▶ _EXCERPT TO READ_:
------------------------------------
TL;DR: stop resenting and get back to hacking.


Real tldr: trust our dear leader, nothing to see here, move along.


It is okay (and good!) to criticize power but there has to be a good reason other than resentment, otherwise you just fall into the trap of sounding like a bitter guy who lost at life and has nothing better to do than to externalize his failure at the current status quo.

I grew up in a former communist country. There, if you were a critical thinker with a strong personality striving for your own economic well-being, you would generally end up labeled as the enemy of the state. The modern capitalist economy tends to reward such people, yet some still feel resentment (hint: in any system, egalitarian or not, there will be those who feel resentment).


Well I agree with your point, but did you really had to drag reddit into this? I don't think reddit is at fault of these opinions here.


157 votes so we can have an amateur North Korea/US comparative studies class. Respite from 3-year-old LKML security flame war, also on the front page? Maybe. Still sad. See you in a week or so.

My "minaway" is 10,000 again. Old timer? Have you tried this yet? It's a revelation. You will thank for me this advice. Noprocrast=yes, minaway 10000+. You might code instead, or drink whiskey and read a good book, or find some less exasperating place to rant at like-minded people online. Anything else you do will be better than HN on May 12, 2011.


I respect most of what you post on HN - you have great insights and offer a lot of knowledgeable information to most of the threads you participate in - but I can't say this post was one of them. Wouldn't it be far more productive to skip threads that might not interest you? Otherwise you are, IMHO, adding a rant just like everyone you are criticizing.


It's way easier to post stories about current events and politics than it is to find genuine, high quality, on-topic material. The possibilities for rants are endless. They need to be ostracized, lest a trickle develop into a stream, river and then flood.


HN Guidelines:

> Off-Topic: Most stories about politics, or crime, or sports, unless they're evidence of some interesting new phenomenon... If they'd cover it on TV news, it's probably off-topic.

This is off-topic. There is essentially no chance that anything useful will shake out from the ensuing discussion. It's noise, and it crowds out the signal.
------------------------------------
▶ _Entries taken from a collection_:

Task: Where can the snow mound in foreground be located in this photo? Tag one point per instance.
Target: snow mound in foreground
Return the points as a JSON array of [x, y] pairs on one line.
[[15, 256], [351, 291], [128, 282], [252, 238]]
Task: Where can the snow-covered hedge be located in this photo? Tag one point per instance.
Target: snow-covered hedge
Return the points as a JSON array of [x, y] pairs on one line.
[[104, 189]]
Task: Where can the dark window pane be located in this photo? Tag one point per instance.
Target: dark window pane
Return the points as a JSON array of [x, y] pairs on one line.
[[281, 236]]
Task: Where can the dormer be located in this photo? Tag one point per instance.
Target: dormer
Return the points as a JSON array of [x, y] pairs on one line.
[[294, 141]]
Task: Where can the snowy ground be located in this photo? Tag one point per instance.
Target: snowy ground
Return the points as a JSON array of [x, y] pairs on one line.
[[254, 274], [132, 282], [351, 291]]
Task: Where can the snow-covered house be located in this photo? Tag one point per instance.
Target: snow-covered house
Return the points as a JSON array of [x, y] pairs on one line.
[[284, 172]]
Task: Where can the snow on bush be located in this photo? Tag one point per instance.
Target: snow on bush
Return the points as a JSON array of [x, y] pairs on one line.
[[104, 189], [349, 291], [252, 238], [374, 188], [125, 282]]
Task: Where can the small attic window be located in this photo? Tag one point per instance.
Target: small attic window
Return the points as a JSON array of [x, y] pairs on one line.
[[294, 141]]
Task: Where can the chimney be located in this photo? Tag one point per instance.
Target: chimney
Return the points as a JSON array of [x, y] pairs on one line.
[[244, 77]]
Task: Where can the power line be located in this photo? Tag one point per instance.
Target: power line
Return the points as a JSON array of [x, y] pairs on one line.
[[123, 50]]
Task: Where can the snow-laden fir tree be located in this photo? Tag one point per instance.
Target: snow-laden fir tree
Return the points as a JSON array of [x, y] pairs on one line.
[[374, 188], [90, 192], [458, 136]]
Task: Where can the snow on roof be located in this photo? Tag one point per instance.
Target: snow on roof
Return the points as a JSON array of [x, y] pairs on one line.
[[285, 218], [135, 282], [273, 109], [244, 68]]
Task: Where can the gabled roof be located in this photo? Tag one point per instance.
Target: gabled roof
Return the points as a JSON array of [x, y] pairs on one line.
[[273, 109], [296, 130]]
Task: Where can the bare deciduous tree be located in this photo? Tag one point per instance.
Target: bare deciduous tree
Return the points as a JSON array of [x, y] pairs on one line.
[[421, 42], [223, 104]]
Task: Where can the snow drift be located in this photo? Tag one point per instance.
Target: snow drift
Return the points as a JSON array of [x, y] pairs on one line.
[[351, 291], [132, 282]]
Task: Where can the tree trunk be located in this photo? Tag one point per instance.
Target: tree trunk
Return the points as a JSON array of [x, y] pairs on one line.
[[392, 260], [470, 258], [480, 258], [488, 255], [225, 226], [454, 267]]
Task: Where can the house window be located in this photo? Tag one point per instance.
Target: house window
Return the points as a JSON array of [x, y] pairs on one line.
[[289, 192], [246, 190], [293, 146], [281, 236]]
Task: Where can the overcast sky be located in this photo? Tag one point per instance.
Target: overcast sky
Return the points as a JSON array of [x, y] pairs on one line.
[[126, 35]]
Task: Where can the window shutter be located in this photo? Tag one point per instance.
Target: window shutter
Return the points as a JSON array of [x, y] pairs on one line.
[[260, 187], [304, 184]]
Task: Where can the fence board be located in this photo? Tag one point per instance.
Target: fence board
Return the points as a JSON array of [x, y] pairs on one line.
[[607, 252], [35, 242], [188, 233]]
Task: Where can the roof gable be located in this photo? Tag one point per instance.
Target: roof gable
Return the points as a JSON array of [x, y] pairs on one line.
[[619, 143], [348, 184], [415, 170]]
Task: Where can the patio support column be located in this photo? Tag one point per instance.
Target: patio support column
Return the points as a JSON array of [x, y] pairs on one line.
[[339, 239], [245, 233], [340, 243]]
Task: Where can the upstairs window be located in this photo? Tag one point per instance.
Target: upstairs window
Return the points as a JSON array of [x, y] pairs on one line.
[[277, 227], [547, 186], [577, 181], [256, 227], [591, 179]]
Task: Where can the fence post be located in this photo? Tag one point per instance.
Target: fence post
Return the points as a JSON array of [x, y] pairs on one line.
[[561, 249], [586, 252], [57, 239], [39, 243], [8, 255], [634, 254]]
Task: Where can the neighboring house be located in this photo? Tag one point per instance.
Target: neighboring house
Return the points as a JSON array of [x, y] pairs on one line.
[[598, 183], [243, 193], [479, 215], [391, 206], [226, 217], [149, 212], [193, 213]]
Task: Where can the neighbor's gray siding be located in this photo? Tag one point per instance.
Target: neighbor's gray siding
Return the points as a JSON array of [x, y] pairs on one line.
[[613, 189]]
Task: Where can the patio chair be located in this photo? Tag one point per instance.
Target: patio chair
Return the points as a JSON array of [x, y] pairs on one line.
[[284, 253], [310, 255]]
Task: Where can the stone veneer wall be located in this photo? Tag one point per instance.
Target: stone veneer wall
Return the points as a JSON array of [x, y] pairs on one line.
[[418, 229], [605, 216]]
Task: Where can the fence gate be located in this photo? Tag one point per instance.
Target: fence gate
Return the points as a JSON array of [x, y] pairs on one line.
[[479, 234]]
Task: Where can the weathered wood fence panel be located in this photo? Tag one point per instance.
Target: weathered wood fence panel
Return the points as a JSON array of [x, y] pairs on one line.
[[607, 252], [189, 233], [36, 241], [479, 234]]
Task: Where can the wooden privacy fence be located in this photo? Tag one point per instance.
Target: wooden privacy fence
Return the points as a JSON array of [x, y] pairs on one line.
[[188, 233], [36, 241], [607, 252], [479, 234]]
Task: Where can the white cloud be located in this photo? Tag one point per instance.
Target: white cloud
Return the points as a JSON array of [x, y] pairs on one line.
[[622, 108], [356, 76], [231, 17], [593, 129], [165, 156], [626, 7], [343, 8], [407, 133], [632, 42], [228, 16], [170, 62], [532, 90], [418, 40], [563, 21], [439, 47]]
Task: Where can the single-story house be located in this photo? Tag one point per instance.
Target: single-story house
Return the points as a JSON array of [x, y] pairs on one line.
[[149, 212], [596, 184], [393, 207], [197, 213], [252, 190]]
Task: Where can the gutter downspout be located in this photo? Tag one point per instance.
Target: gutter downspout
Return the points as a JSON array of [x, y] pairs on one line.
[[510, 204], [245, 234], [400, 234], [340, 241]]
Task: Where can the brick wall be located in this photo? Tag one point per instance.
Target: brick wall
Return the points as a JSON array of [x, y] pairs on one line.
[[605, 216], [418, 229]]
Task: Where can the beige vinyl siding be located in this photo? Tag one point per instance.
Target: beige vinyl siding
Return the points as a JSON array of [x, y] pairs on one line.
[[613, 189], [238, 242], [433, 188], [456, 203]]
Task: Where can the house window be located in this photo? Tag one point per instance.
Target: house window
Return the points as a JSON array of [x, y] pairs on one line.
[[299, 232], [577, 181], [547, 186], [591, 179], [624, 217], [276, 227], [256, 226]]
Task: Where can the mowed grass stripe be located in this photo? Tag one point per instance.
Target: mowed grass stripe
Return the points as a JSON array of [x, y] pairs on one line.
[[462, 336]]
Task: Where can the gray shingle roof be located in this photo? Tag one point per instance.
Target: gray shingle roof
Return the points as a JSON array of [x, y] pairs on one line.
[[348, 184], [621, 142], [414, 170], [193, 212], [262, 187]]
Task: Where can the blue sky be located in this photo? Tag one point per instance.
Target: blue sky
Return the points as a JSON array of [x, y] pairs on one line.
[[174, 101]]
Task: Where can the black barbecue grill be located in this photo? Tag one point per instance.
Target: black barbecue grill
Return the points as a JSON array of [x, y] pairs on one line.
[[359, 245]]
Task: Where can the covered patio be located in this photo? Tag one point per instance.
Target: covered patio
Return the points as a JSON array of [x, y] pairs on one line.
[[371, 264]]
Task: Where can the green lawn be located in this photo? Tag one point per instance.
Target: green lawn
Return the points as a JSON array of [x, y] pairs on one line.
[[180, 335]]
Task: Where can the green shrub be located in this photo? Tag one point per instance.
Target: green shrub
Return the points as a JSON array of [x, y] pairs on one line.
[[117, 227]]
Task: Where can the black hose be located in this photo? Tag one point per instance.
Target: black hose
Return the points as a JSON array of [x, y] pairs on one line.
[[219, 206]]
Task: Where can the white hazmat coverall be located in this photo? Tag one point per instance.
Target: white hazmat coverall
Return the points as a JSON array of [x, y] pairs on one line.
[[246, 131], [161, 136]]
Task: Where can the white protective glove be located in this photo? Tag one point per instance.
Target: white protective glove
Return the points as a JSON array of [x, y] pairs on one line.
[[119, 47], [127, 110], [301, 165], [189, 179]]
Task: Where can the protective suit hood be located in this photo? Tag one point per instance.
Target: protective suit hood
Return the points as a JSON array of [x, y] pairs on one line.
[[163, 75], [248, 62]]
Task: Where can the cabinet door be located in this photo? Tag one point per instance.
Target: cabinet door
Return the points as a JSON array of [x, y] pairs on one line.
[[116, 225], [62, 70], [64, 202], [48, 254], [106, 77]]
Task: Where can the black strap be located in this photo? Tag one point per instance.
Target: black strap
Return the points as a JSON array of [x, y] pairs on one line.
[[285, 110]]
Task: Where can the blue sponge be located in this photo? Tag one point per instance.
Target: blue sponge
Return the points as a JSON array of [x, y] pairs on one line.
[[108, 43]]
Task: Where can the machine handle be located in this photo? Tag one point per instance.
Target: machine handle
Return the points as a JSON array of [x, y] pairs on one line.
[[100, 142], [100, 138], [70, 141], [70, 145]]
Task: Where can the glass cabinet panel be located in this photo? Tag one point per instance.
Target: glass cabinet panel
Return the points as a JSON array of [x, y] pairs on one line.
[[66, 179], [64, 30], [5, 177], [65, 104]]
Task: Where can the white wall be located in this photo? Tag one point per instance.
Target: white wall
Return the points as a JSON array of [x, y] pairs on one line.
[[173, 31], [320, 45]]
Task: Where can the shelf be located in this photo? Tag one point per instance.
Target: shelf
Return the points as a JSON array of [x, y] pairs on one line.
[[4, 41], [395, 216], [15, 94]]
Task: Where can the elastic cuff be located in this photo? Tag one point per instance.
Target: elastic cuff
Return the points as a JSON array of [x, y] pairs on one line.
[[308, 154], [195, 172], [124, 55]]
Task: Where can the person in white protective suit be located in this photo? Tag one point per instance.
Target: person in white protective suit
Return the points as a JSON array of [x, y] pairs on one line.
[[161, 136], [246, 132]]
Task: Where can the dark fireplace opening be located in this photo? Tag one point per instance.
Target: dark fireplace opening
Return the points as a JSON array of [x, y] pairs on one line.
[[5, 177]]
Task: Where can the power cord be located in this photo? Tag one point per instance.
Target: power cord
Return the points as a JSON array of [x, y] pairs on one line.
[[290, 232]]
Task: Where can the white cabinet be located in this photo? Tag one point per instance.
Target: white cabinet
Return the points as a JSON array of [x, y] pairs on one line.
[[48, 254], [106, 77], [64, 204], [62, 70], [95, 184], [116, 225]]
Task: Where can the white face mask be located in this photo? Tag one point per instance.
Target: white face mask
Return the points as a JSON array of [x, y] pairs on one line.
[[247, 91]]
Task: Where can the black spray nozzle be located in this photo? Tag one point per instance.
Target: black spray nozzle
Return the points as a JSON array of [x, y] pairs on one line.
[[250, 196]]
------------------------------------
▶ _AIM OF THE TASK_: Please carry on the forum discussion about off-topic posts on HN, starting right after its final sentence.

▶ _OUTPUT BELOW_:
I'm glad that tptacek's post is currently the #1 post.


The article actually speaks to the fact that you can use tech to view atrocities like these that are otherwise kept hidden. No one would have evidence of North Korean concentration camps --- not with only 2 survivors in some 60 years (according to the article, if I'm remembering right) --- without satellites and, in particular, Google Earth.

The conversation may have gone off-topic, but it didn't start that way.


> Wouldn't it be far more productive to skip threads that might not interest you?

Actually, no. If you ignore all the stories you don't want to see, you allow a site like this one to drift towards the lowest common denominator. Promoting what you like is one part of helping create a community you will enjoy, but actively discouraging the stories/comments you don't want to see is another part. An even more important part, if you want to see your community stay focused and true to the spirit it started out with in the face of an increasing (and increasingly varied/diluted) user base and funny pictures of cats.


Remember how pg outlined grumpiness as one of the biggest problems HN is facing? Yeah.

Flag the thread like the rest of us and don't be an internet martyr about it.


What exactly are you objecting? That this topic is covered in HN or that it is being discussed in an "amateurish" way.

If it is the first, this brings us back to the "what should be covered by HN" debate. I, for one enjoy discussing matters unrelated to C++, Erlang, VCs, YC, Apple, etc. every now and then. If you don't agree, there are tons of other topics on HN.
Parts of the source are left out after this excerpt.